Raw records
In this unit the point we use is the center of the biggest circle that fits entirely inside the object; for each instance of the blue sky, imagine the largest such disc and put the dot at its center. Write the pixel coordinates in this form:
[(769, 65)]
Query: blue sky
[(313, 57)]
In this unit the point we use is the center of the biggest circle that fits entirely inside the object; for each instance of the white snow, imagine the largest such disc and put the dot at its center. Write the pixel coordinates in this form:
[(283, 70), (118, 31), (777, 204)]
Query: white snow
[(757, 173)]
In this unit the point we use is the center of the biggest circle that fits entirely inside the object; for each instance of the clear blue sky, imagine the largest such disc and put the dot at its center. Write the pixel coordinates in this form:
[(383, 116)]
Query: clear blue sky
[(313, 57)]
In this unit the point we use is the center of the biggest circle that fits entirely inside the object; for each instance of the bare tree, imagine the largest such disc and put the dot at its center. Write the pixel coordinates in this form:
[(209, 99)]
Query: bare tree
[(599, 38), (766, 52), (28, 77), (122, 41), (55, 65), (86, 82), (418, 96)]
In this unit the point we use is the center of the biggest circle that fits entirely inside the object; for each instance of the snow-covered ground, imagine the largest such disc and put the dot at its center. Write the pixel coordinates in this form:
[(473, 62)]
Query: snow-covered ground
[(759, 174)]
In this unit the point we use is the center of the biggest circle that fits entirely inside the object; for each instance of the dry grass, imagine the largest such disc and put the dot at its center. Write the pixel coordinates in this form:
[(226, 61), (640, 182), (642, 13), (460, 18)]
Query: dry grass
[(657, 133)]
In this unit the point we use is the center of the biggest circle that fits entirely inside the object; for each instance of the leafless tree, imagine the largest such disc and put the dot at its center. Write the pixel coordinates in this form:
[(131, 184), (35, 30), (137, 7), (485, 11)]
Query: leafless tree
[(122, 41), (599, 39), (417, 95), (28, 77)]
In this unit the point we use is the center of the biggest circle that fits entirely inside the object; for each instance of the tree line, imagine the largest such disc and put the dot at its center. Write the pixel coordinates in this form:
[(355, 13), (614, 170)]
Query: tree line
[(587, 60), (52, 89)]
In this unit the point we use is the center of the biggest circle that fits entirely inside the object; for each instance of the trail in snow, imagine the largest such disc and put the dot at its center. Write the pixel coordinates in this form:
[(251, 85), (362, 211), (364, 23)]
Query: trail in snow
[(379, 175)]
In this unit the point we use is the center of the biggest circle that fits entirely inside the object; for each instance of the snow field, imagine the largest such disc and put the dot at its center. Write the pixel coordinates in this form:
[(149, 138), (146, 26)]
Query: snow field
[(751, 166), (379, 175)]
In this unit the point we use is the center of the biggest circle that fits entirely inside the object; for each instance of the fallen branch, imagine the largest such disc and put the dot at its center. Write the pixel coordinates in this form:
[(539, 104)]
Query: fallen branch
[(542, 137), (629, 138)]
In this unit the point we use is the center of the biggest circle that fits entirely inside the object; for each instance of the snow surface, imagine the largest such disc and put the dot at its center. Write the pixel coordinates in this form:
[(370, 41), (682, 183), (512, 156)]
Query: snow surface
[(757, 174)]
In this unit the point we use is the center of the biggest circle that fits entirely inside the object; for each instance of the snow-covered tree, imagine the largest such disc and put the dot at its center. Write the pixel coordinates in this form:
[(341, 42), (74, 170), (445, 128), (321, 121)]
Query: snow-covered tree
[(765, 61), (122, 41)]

> Exercise brief
Please write out the items above again, swapping every "biggest circle" for "largest circle" and keeping everything else the same.

> Task solution
In this unit the point we use is the center of the largest circle that fits entirely inside the object; for each instance of the blue sky, imagine the largest such disc and put the dot at its center. Write the pixel coordinates in this form:
[(769, 65)]
Query: blue sky
[(313, 57)]
In this unit the point we use is the center of the largest circle that fits entirely inside the object; for each instance of the white snow, imagine the largest such disc and put the dot at its center. Write the pixel coordinates in this form:
[(283, 70), (118, 31), (777, 204)]
Query: white snow
[(757, 173)]
In this unit the point we use is the center of the largest circle that fits entirely inside the object; for each instance of the clear blue sky, imagine the largest such disc and put the dot at its center. Write the pixel coordinates in this form:
[(383, 116)]
Query: clear blue sky
[(313, 57)]
In this unit the point we use is the center of the largest circle that fits entirely inside the object; for each instance of the bare tree, imagine the largest such disc and put the dot at its center. Write the pixel coordinates in this form:
[(209, 99)]
Query: bare tree
[(599, 38), (766, 52), (28, 77), (122, 41), (55, 65), (86, 82), (418, 96)]
In this unit the point we use is the center of the largest circle that fits entirely inside the object; for each instance of the snow-covered ground, imagine the largest such disc and put the dot at its center. Write the pixel coordinates in this form:
[(473, 62)]
Query: snow-covered ground
[(759, 174)]
In this unit the point we use is the center of the largest circle that fits entirely inside the object; for each instance of the dry grass, imagine the largest such disc and put the dot at its center. Write the pixel coordinates in this form:
[(226, 61), (640, 182), (642, 13), (460, 18)]
Query: dry grass
[(657, 133)]
In this unit the point we use is the center of the largest circle that fits entirely inside the object; for each instance of the leafless tree, imagine the largest such disc and put the dot at its center. Write the pixel coordinates in this form:
[(131, 184), (35, 30), (137, 7), (485, 11)]
Query: leafless tree
[(122, 41), (599, 39), (417, 95), (28, 77)]
In this unit the point we use is the center of the largest circle that fits entirely inside the object; for each instance of the tree line, imagine the largest such disc and put the dot at its center. Write the pixel coordinates in this form:
[(355, 13), (614, 170)]
Query: tree line
[(587, 60), (52, 89)]
In this unit the point we use is the center of the largest circle that fits entirely inside the object; for each instance of the trail in snow, imagine the largest such disc and put the dot at its center. Write the pixel coordinates in this form:
[(251, 85), (362, 211), (364, 23)]
Query: trail in snow
[(379, 175)]
In this unit the point we use is the center of the largest circle that fits entirely inside the object; for each instance of the snow field, imagine the largest such disc and put the dot at its center. Write the pixel coordinates in this form:
[(149, 138), (146, 26)]
Query: snow field
[(751, 166), (379, 175)]
In this unit the point we use is the center of the largest circle that fits entirely inside the object; for each instance of the fallen branch, imagine the largest such disc and put the dot at its center. Write the pixel coordinates in this form:
[(539, 104)]
Query: fallen branch
[(542, 137), (629, 138)]
In this unit the point we use is the center of the largest circle that fits entirely inside the object; for each instance of the snow surface, imagine the largest such disc and put the dot at its center. Write the pixel coordinates in this form:
[(370, 41), (682, 183), (512, 156)]
Query: snow surface
[(757, 174)]
In this unit the point we use is the center of the largest circle that fits entirely inside the object; for each instance of the snow-covered tree, imagine the largest such disc and put the dot at its center. Write the pixel coordinates in this form:
[(341, 42), (74, 170), (445, 128), (321, 121)]
Query: snow-covered tree
[(765, 61), (122, 41)]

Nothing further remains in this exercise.